### Quoted passage

I confess I am no Bill Oddie but being the cool, hip (Young?) Dad that I am I have managed to coerce my family over the last 2 years into joining me in my hobby of bird watching. Now, I don’t mean that we sit in forests dressed in full camouflage gear looking through binoculars all evening no, but we do enjoy watching the daily visitors arrive at our bird feeders to feast on the various Suet Balls, Niger seed and Peanuts we have put out for them.

As a family, especially during this pandemic, we have enjoyed ticking off the different birds that visit and, even nest, in the garden. From Blackbirds to Coal Tits to the chirpy territorial Robin, we have an ever-expanding variety of birds tempted to visit each day. Each season brings new species and recently we were lucky enough to have a ‘Charm’ of beautiful Goldfinches arrive on our feeders! And yes, they really are charming when you see them in the wild. They didn’t stay for long, but it was great to see them in all their colourful and vibrant glory.

Each year The Royal Society for the Protection of Birds carry out their Big Garden Bird Watch which is a survey carried out by the public/ packs can be sent out to those wishing to contribute and join in each year as a way of recording which birds they see visiting there garden each year. This data is becoming more and more important as it also reflects the challenges faced by our wildlife fighting for survival against pollution, a rapidly changing climate and less and less green spaces available.

### Given information
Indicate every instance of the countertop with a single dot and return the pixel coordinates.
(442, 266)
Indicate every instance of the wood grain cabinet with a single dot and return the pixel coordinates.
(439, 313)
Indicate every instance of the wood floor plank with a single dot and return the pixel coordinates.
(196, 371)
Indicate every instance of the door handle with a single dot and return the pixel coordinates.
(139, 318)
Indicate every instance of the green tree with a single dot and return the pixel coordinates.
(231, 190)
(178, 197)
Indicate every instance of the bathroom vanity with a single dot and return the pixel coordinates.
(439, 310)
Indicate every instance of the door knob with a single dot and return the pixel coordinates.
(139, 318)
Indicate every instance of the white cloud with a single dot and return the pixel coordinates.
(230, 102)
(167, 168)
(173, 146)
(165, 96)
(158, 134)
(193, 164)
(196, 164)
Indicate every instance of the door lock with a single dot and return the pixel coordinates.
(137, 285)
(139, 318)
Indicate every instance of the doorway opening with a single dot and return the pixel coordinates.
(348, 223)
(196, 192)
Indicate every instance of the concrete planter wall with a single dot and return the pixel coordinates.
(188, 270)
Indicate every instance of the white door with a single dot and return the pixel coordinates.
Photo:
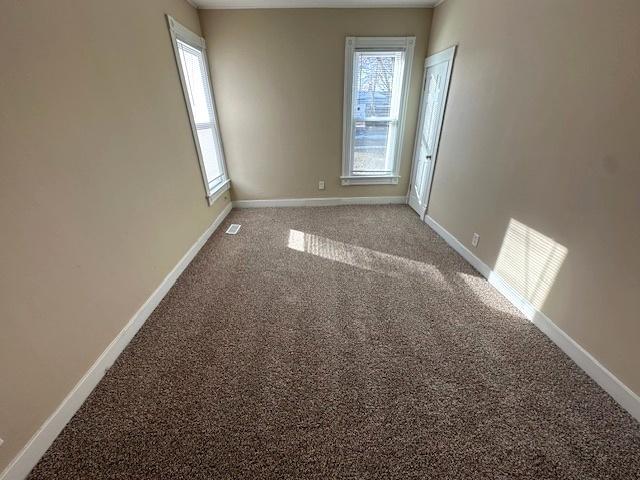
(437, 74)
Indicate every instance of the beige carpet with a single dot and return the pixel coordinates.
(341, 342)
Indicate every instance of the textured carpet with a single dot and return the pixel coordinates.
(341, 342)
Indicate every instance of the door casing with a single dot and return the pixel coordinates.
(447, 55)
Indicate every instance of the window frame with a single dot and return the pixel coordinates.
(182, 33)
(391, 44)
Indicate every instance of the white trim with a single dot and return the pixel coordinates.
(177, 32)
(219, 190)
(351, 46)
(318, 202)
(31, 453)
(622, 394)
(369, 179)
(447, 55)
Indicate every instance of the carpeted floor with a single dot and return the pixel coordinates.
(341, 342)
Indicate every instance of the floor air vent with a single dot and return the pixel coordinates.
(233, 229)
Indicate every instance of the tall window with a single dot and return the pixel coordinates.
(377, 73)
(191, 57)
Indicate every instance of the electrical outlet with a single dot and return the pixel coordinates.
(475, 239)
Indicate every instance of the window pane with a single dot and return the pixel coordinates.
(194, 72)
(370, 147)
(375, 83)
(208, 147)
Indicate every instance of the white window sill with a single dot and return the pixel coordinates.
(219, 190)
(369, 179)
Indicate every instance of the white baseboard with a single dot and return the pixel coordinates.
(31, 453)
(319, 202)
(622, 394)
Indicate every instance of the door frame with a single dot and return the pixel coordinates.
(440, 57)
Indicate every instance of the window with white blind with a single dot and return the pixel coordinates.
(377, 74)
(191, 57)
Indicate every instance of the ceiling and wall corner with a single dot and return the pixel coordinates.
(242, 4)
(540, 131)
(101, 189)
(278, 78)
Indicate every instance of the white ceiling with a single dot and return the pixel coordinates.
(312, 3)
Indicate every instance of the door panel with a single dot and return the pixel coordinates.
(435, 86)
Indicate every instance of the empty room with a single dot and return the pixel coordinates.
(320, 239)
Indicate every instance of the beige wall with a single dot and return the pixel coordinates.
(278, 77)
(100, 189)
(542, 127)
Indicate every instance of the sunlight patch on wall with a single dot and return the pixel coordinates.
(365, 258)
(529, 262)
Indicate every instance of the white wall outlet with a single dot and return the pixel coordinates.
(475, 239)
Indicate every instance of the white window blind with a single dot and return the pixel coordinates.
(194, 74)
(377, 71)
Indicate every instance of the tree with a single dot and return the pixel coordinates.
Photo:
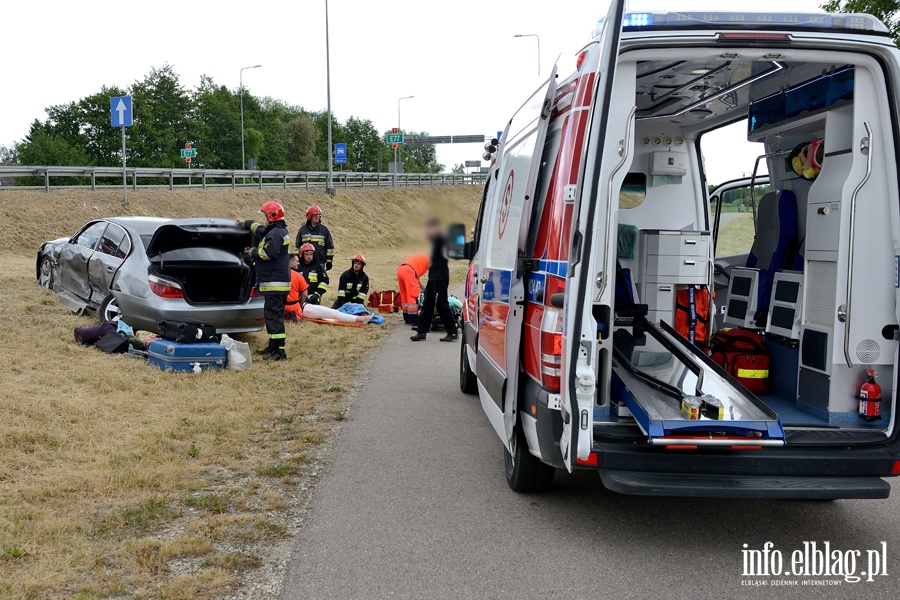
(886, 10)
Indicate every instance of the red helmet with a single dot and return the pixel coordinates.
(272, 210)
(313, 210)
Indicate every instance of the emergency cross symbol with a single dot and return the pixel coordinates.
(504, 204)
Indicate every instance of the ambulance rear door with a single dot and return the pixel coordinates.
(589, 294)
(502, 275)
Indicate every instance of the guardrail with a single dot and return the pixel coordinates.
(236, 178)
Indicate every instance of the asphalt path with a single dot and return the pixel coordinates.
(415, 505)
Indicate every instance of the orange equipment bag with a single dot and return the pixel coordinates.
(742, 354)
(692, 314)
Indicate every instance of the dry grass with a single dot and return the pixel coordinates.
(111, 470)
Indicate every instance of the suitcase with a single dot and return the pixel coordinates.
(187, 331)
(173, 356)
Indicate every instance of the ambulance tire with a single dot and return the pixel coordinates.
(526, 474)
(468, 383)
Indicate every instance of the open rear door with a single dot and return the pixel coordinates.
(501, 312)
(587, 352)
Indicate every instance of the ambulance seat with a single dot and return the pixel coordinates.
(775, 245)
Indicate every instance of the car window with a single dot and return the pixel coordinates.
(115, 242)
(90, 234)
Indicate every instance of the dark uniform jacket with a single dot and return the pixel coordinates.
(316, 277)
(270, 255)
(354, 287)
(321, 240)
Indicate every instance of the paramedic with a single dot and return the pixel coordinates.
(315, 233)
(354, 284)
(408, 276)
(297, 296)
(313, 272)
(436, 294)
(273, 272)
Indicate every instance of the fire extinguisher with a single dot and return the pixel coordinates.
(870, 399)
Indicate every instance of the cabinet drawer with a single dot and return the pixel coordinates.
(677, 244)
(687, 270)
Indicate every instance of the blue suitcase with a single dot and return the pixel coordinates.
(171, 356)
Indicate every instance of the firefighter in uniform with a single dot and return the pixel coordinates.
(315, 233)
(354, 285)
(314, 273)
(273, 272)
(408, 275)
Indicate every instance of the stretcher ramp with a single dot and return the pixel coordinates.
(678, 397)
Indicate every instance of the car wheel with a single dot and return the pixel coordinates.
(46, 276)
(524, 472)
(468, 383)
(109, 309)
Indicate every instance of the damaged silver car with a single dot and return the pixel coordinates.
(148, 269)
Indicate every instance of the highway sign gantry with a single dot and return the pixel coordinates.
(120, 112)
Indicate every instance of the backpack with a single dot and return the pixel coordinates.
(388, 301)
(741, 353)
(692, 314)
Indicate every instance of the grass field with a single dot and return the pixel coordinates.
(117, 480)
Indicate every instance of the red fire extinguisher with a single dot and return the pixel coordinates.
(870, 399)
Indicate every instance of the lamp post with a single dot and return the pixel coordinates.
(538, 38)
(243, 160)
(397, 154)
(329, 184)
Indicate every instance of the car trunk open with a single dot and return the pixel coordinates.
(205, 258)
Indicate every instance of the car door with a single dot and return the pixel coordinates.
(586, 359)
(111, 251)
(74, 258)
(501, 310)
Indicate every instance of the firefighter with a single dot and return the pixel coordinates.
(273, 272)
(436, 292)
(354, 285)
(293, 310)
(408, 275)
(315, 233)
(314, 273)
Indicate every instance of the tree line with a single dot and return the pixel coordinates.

### Problem set
1. In the garden bird text, what do the writer's family put out on the feeders for the birds?
2. Retype a part of the garden bird text word for word, starting with "Each year The" and going on through "green spaces available.".
You won't need the lines for any of this.

### Answers for each item
1. Suet Balls, Niger seed and Peanuts.

2.
Each year The Royal Society for the Protection of Birds carry out their Big Garden Bird Watch which is a survey carried out by the public/ packs can be sent out to those wishing to contribute and join in each year as a way of recording which birds they see visiting there garden each year. This data is becoming more and more important as it also reflects the challenges faced by our wildlife fighting for survival against pollution, a rapidly changing climate and less and less green spaces available.